**REQUIRED WORK**. In this exercise, the entries below are to be transcribed exactly, line by line.

Text-to-region grounding data
▼

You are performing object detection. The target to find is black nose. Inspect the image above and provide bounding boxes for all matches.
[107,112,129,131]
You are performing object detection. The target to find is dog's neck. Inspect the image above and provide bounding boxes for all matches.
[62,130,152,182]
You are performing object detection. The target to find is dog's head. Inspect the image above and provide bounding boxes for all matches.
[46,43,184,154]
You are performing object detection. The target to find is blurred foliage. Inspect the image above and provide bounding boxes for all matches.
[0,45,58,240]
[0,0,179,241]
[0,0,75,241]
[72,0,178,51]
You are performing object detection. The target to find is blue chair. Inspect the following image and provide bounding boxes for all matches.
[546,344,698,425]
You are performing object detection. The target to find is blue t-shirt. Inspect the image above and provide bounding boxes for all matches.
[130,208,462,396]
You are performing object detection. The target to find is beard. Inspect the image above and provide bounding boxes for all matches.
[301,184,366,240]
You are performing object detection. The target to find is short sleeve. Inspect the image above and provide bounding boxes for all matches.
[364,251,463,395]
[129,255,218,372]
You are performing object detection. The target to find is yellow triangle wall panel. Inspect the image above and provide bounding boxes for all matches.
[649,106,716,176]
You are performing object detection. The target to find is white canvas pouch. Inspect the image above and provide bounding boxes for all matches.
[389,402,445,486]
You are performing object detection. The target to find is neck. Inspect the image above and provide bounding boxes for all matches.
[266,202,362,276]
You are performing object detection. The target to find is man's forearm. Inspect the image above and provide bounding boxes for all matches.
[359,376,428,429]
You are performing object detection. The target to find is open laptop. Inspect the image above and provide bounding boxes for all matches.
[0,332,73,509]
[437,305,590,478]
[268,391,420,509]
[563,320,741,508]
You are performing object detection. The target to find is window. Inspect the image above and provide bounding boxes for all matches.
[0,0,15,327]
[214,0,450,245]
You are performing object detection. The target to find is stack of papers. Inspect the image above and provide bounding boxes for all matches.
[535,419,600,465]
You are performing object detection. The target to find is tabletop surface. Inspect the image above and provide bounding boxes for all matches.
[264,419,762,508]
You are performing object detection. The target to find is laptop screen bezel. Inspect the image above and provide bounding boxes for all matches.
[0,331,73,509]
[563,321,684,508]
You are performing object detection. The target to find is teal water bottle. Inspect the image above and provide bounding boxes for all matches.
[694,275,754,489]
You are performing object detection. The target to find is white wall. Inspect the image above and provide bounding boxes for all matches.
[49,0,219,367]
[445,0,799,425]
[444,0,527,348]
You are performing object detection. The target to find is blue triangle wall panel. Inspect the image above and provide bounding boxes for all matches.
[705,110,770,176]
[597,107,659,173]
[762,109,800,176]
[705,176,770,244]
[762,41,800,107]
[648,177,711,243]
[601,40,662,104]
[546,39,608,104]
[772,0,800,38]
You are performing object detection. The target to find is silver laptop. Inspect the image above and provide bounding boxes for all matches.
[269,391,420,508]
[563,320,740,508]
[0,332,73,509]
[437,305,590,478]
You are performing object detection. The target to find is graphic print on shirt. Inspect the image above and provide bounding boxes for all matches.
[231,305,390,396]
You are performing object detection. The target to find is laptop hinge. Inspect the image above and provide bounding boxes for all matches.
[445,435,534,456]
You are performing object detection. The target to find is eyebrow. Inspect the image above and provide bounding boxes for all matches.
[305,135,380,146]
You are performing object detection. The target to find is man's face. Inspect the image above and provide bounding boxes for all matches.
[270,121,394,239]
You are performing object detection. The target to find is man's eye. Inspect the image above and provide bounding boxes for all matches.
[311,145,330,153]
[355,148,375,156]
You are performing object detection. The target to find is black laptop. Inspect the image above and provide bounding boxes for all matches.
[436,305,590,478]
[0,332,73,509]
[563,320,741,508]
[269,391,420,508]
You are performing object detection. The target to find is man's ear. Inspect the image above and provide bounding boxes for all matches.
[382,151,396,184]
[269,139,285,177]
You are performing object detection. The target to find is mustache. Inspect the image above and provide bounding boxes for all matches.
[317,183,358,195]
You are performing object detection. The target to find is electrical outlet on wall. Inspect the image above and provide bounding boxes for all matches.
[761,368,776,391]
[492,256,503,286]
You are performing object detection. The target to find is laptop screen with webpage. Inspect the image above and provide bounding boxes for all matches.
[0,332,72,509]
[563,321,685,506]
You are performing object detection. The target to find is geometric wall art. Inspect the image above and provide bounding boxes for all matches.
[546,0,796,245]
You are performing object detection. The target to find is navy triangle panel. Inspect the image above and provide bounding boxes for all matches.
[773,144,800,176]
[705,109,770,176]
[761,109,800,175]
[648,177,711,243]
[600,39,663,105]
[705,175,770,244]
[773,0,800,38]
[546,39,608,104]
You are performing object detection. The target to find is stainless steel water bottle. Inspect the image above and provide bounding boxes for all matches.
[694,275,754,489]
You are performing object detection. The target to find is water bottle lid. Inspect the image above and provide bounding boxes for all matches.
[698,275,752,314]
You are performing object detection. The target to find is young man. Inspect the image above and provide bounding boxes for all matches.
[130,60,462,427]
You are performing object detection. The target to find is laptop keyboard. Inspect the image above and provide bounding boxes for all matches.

▲

**ANSWER TO THE EXERCISE**.
You are performing object detection. The target to find is black nose. Inspect the image above and provide bounding boxes for all matches.
[107,112,129,131]
You are performing object detection. The target to find is dog's neck. Inspect the image above and provide bounding boxes for all matches.
[62,130,152,182]
You are performing object detection. The target to find is dog's head. Inspect the image above and provide bounding boxes for all matches.
[46,43,184,154]
You are performing object detection. The target to find is blurred foliage. Inspect the image above and provide bounding boxes for all matches.
[0,45,58,240]
[0,0,179,241]
[0,0,75,241]
[72,0,178,51]
You are performing object detection. The target to find is blue chair. Inspect the following image and provide bounding boxes for all matches.
[546,344,698,425]
You are performing object detection. The target to find is blue t-shirt. Inspect the image above and provide bounding boxes for all matches.
[130,208,462,396]
You are performing object detection. The target to find is beard. Inspect the image above and provide bounding boxes for all matches.
[301,184,366,240]
You are performing object detection. The target to find is short sleeve. Inspect the image above and provide bounding boxes for all matches.
[364,251,463,395]
[129,255,218,372]
You are performing object detection. The target to find is yellow triangle wall panel. Inspect the image above and provide bounding boxes for all matches.
[649,106,716,176]
You are performing object detection. The target to find is white canvas pouch. Inspect the image above and provide bounding boxes for all matches.
[389,402,445,486]
You are performing object detection. The target to find is neck. Inspect the image above and provide bounding boxes for all matches.
[266,202,362,276]
You are performing object detection. The target to find is man's forearm. Inspect the image above and provide bounding boxes for all matches.
[359,376,428,429]
You are performing object detection. The target to find is open laptop. Inspect the image above and provide bounding boxes for all matches.
[0,332,73,509]
[437,305,590,478]
[268,391,420,509]
[563,320,741,508]
You are performing object detection. The target to find is window. Inspect the image above and provide bounding boxes for all matches.
[0,0,15,327]
[214,0,450,245]
You are performing object detection. The target to find is stack of papers. Inspect the image above and provide bounding boxes for all matches.
[535,419,600,465]
You are performing object detection. The target to find is tabletop surface. Inspect the image above and provide bounding boxes for all matches.
[264,419,762,508]
You are performing object detection. The target to find is laptop screen bezel. Inspect the image above and provide bounding boxes for all matches.
[0,331,73,509]
[563,321,684,508]
You are performing object detection. The target to find is teal water bottle. Inspect the image above and provide bounding boxes for all matches.
[694,275,754,489]
You are performing object detection. The target to find is white wall. Inspect the image above and provide bounding boxes for all matches.
[49,0,219,367]
[445,0,799,425]
[444,0,527,348]
You are performing object detection. The target to find is blue triangle wall panel. Inspect the image above and provide bounding boxes for all matches.
[705,110,770,176]
[597,107,659,173]
[762,109,800,176]
[705,176,770,244]
[762,41,800,107]
[648,177,711,243]
[601,40,662,104]
[546,39,608,104]
[772,0,800,38]
You are performing object detection. The target to find is silver laptop. Inspect the image above and provide bounding boxes for all matches.
[269,391,420,508]
[563,320,740,508]
[0,332,73,509]
[437,305,590,478]
You are performing object detection. The target to find is graphic print on shirt. Inspect the image above and provide bounding boxes for all matches.
[231,305,390,396]
You are performing object detection. The target to find is laptop hinge. Inspect the image above and provide bounding boxes for all matches.
[445,435,534,456]
You are performing object detection. The target to find is eyebrow. Inspect the image above and provide bounding boxes for all matches.
[305,135,380,146]
You are performing object detection. The target to find is man's face. Inspect the image above and provide bounding boxes for all matches.
[270,121,394,239]
You are performing object detection. The target to find is man's eye. Inspect the image above and provide bounding boxes for all matches.
[311,145,330,153]
[355,148,375,156]
You are performing object detection. The target to find is black laptop. Inspect the image above and provide bounding boxes for all matches.
[436,305,590,478]
[0,332,73,509]
[563,320,741,508]
[269,391,420,508]
You are performing object detection. The target to find is man's ear. Inspect the image above and provide bounding boxes for all matches.
[382,151,396,184]
[269,139,285,177]
You are performing object detection. The target to find is mustache. Inspect the image above and provide bounding boxes for all matches.
[317,183,358,195]
You are performing object detection. The target to find is electrical outlet on wall. Inspect the image above and provide bounding boxes for all matches.
[761,368,776,391]
[492,256,503,286]
You are performing object detection. The target to find is laptop screen with webpage. Inspect the image above and provide bounding boxes for all matches.
[0,332,72,509]
[563,321,685,506]
You are performing object detection. The target to find is geometric wall art. Inspect the image above and provide bounding boxes for all matches.
[546,0,796,245]
You are performing object detection. The target to find is navy triangle panel. Inspect the image above and provide bounding boxes for all matches.
[773,144,800,176]
[705,109,770,176]
[761,109,800,175]
[648,177,711,243]
[600,39,663,105]
[705,175,770,244]
[773,0,800,38]
[546,39,608,104]
You are performing object detection. The target to find is stainless steel water bottle. Inspect the image above and provide bounding boxes for all matches.
[694,275,754,489]
You are performing object detection. The target to find is water bottle lid. Inspect the image above and provide bounding boxes for all matches.
[698,275,752,314]
You are performing object detection. The target to find is young man. Inspect the image above and provide bounding boxes for all matches.
[130,60,462,427]
You are performing object detection. The target to find is laptop keyboard. Inspect the image above and provide bounding boxes for all matches.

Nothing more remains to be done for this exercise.